This could of course leave the consumer with another format dilemma and the confusing scenario of choosing from three different discs when shopping for the latest release. However, a repeat of the format wars of the past should be avoided, as it is mainly a matter of adding extra chips to allow one machine to play another format, and many machines will be able to play both new formats as well as normal CDs.

Pioneer DV-AX10

This machine does the lot. It's a DVD-Audio/DVD-Video player but it can also play CDs and SACDs. DVD-Audio belongs to the same family as DVD-Video, and it is likely that movie players which also play the new audio discs will soon become available. Aside from offering better sound quality than CD, DVD-Audio has the advantage of interactive features such as album notes, lyrics, biographies and artist photographs which can be viewed on a TV screen. Pioneer DV-AX10 DVD-Audio/DVD-Video player, pounds 3,500, available from May 2000. For stockists call 01753 789500.

**Given task A**
According to the Pioneer DV-AX10 excerpt, from when is the player available?
The text and the records come from separate, unrelated sources.

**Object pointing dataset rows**
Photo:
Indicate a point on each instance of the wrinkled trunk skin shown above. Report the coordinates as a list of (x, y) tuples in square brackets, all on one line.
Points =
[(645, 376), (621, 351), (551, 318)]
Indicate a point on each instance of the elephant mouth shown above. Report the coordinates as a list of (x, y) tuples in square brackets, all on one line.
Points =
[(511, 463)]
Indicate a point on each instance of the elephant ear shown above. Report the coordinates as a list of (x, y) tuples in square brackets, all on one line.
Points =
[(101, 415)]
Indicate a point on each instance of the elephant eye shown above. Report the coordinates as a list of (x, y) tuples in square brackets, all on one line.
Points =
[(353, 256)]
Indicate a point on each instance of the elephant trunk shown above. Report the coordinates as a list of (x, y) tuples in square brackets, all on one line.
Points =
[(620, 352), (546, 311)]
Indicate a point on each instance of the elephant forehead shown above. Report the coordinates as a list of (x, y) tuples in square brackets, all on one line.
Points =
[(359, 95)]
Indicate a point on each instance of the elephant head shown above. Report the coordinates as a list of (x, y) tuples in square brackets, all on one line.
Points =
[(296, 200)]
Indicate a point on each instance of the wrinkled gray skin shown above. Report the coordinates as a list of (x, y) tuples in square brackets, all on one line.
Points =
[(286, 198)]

---

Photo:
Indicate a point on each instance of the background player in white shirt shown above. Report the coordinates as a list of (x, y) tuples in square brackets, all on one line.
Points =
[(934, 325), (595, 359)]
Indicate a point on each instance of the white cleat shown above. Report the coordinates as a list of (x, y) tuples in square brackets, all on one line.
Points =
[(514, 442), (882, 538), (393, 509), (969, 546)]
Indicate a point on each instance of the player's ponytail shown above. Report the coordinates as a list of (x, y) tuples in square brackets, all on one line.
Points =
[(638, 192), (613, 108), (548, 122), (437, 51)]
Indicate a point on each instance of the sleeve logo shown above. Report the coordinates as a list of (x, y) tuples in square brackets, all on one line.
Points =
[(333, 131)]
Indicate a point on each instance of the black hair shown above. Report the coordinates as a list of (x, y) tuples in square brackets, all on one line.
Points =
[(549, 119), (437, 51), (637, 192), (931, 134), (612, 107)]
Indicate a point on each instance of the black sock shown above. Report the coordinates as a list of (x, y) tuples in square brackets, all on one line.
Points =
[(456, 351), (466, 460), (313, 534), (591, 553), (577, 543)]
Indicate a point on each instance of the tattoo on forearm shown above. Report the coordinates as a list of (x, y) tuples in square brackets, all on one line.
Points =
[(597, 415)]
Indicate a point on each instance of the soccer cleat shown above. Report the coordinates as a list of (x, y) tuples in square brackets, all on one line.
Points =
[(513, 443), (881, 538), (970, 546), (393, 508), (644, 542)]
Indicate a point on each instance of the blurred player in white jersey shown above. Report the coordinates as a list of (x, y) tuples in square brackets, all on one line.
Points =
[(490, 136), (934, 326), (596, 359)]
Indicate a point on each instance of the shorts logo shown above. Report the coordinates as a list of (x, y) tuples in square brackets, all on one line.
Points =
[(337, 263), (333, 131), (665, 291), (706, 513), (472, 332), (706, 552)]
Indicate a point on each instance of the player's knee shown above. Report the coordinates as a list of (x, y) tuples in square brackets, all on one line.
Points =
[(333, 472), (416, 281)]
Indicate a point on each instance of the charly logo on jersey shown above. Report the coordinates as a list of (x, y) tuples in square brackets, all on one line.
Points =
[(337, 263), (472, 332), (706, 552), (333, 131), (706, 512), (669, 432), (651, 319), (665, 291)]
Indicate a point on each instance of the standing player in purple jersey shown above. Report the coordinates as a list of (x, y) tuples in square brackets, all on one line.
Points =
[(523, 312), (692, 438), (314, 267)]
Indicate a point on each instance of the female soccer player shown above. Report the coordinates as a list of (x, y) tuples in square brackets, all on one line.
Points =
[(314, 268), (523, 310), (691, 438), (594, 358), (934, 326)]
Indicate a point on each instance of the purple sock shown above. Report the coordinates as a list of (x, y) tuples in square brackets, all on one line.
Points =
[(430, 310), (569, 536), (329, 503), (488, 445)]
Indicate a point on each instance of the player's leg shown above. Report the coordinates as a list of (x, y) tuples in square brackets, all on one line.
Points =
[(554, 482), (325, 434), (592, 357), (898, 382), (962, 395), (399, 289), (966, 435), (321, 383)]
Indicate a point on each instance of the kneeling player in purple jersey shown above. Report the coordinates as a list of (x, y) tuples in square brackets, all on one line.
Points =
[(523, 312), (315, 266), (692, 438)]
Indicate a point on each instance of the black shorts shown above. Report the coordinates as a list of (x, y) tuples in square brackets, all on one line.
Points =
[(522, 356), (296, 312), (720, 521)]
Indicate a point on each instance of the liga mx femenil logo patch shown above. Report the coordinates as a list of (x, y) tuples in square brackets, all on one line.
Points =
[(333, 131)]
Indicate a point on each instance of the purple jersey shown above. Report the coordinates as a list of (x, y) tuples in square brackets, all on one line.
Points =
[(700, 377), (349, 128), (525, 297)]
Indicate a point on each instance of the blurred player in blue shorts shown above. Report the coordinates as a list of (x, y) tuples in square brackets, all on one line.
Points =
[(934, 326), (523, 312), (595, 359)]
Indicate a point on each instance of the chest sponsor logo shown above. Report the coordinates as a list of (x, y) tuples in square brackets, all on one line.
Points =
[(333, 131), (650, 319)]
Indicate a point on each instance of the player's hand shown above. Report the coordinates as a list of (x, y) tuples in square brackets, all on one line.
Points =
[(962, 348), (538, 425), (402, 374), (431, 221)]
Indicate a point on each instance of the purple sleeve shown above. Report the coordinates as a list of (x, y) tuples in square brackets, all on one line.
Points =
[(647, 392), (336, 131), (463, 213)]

**Given task B**
How many lines of the records contain the string "cleat"? Case counts; give only the number.

**Exercise solution A**
From May 2000.

**Exercise solution B**
2